Of the lines in the data below, write out exactly those from the one holding "Query: water tower" through the one holding "[467, 53], one", both included.

[Point-per-instance localization data]
____

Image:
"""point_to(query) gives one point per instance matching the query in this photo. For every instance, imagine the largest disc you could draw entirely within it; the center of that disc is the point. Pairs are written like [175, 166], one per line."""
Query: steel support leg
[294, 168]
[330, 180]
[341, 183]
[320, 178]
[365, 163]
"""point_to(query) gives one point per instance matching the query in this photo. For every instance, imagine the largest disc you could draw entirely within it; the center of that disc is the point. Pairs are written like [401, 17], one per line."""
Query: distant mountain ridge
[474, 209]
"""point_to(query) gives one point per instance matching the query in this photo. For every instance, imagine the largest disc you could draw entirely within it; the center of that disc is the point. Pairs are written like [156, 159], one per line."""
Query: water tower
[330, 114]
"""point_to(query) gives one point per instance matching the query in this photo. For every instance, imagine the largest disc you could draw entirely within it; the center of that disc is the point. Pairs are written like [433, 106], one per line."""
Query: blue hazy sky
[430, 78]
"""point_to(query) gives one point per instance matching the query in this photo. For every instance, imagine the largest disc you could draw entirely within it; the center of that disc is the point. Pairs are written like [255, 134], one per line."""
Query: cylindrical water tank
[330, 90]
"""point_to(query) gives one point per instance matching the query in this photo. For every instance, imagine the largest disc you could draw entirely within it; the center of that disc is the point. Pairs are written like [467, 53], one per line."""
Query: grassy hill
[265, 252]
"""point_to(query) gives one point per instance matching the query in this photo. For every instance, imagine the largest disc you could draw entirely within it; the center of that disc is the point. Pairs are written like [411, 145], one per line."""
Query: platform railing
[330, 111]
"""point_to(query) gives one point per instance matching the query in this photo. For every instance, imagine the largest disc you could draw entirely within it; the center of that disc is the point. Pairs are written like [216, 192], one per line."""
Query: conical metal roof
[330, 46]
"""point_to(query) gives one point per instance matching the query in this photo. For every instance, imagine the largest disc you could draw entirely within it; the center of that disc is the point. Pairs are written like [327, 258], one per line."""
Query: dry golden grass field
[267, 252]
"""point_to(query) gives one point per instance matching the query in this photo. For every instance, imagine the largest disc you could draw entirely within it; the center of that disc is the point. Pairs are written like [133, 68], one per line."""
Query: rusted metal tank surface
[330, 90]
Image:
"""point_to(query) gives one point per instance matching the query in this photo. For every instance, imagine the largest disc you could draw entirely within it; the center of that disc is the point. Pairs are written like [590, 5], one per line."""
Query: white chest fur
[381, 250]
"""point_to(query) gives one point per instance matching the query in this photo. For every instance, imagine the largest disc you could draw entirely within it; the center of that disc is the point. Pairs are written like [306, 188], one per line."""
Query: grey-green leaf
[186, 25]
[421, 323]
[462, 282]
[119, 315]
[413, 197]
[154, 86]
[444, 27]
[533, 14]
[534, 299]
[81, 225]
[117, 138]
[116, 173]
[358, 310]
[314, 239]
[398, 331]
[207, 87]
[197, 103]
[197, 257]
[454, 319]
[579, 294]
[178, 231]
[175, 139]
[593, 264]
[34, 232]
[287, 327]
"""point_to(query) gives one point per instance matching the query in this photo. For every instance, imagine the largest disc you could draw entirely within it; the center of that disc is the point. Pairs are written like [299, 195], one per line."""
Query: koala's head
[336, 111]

____

- **Worked solution**
Query: water tower
[330, 114]
"""point_to(query) gives one point per instance matching the query in this photo. For every instance, imagine the largest disc you could draw entirely within it; the center of that disc is the point. Pairs are written like [433, 106], one per line."""
Query: blue hazy sky
[430, 78]
"""point_to(query) gives one point per instance matching the query in this photo. For every instance, imagine the largest disc you could draw entirely within it; the center of that disc is the point. Pairs are written like [255, 134], one per line."""
Query: cylindrical water tank
[330, 90]
"""point_to(query) gives one point per instance matching the query in this photo. For every instance, imagine the largest disc you could draw entirely within it; the center of that disc is the point. Pairs are written like [467, 53], one per line."""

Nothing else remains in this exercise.